I make guys have to pee
and girls comb their hair.
I make celebrities look stupid
and normal people look like celebrities.
I turn pancakes brown
and make your champagne bubble.
If you squeeze me, I'll pop.
If you look at me, you'll pop.
Can you guess the riddle?
To the best of my knowledge,
there is no solution other than answering "no" to the
last line (as in "No, I can't solve it."). This also
reminds me of a joke we used to tell years ago:
Two penguins were sitting in
a bathtub. One asked the other to pass the soap, to which the
other said, "What I look like, a typewriter!?"
A few friends of mine were
with me when I told this to a connoisseur of jokes we worked
with. My friends laughed like it was the funniest thing they
had heard. An hour later our joke-loving co-worker was seen diagraming
the joke on a legal pad, and trying to understand it, which certainly
made us laugh. We knew him well enough to know he would feel
the need to "get" the joke, but we didn't know how
far this desire would take him.
The truth was that there was
no sense to the joke. It was invented solely as a cruel game
of intimidation. The only joke was on the poor victim, who didn't
know we had arranged to laugh at the nonsense like it made sense.
To his credit, this victim didn't pretend he got the joke just
because others were laughing, but he still felt that he just
"had" to understand.
These examples bring me to
an important point: there are things that we will never understand.
This is not to say that we should not try to understand, just
that we may not get there in this lifetime. Apart from the torture
of trying to get a joke that actually makes no sense or answer
a question for which there is no answer, there are also just
things that we won't know about. The question "how does
the sun produce light?" has a scientific explanation now,
but a thousand years ago any thoughts or any hundred-year study
of the subject would have been pure speculation.

RAW RECORDS:
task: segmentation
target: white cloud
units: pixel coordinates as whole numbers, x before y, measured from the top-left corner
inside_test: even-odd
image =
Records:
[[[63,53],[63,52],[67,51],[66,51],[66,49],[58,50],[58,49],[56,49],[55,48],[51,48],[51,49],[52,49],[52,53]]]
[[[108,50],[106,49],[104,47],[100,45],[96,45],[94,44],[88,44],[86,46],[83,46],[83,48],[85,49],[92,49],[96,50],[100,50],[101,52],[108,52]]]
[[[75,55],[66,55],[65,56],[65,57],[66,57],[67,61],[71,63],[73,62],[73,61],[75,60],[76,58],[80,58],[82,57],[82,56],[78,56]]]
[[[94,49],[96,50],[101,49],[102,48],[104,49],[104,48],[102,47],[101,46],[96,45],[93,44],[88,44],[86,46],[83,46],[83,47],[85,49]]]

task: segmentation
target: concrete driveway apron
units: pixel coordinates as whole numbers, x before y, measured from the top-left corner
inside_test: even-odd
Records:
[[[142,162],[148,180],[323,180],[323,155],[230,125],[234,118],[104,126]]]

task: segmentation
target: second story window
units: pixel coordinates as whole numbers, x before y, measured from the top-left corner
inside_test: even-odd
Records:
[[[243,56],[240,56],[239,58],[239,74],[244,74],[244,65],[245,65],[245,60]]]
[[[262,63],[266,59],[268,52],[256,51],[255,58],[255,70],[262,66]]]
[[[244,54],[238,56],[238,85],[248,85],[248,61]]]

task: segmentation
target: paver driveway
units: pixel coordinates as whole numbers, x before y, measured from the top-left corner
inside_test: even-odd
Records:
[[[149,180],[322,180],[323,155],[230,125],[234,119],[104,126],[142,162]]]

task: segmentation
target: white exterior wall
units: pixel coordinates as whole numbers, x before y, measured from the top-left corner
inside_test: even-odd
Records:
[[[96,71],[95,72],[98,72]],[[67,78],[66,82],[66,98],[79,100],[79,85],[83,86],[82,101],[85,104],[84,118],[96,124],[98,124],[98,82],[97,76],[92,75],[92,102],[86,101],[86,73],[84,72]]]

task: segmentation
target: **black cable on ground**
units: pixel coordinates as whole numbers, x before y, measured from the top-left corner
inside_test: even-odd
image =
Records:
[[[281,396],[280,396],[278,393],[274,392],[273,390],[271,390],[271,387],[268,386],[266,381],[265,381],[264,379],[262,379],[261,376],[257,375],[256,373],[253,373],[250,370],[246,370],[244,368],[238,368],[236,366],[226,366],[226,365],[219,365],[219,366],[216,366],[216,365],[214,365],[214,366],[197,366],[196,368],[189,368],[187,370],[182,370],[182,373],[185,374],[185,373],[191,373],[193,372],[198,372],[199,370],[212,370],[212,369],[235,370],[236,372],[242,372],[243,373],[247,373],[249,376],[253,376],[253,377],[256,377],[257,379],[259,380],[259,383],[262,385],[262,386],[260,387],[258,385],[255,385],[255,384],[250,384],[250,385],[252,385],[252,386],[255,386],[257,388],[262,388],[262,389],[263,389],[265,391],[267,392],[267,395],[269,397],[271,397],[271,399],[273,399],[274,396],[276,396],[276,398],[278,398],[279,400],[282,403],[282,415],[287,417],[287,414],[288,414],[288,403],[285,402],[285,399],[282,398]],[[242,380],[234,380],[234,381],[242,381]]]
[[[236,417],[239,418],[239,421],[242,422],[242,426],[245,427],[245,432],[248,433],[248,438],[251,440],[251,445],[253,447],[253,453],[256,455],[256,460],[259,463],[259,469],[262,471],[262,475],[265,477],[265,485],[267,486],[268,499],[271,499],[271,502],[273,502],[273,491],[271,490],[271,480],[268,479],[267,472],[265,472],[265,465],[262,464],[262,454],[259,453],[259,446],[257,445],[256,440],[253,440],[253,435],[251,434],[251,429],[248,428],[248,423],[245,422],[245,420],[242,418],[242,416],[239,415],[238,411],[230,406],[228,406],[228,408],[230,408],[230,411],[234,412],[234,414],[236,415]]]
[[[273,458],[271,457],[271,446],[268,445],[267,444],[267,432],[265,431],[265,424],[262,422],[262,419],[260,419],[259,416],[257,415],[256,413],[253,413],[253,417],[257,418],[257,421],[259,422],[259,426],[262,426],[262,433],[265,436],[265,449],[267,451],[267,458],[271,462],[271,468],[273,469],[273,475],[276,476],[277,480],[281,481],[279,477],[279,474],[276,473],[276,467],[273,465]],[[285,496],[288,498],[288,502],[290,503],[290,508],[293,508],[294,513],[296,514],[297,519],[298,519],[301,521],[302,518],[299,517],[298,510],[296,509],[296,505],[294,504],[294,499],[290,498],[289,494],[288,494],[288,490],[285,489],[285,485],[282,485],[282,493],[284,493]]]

JOBS:
1. Transcribe the stretch of the riddle essay from "To his credit, this" through "will never understand.".
2. Pick up the riddle essay at its final line and carry it forward.

ANSWERS TO THE EXERCISE:
1.
To his credit, this victim didn't pretend he got the joke just
because others were laughing, but he still felt that he just
"had" to understand.
These examples bring me to
an important point: there are things that we will never understand.

2.
Similarly, there is much that
we cannot understand in this time. Failure to accept this, and
the craving to explain everything right now leads people to invent
explanations. This, I think, is much
of the reason for belief in alien-caused crop circles, psychic
phenomena, and even some of what passes as the "science"
of psychology. It seems that it will never be acceptable to say,
"We don't understand this, we have no suitable explanation,
and we may never have one."
I propose, though, that this
clinging to explanations is a great hindrance to brain power.
There are questions without answers. They may have answers later
or may not, but if we invent an answer, we close our minds and
reduce the chances of discovering the truth (if it can be discovered).
Wisdom, and the goal of better thinking skills, require that
we say "I don't know" once in a while, or at the very
least we say, "maybe this is the answer," but I'll
keep my mind open to other possibilities."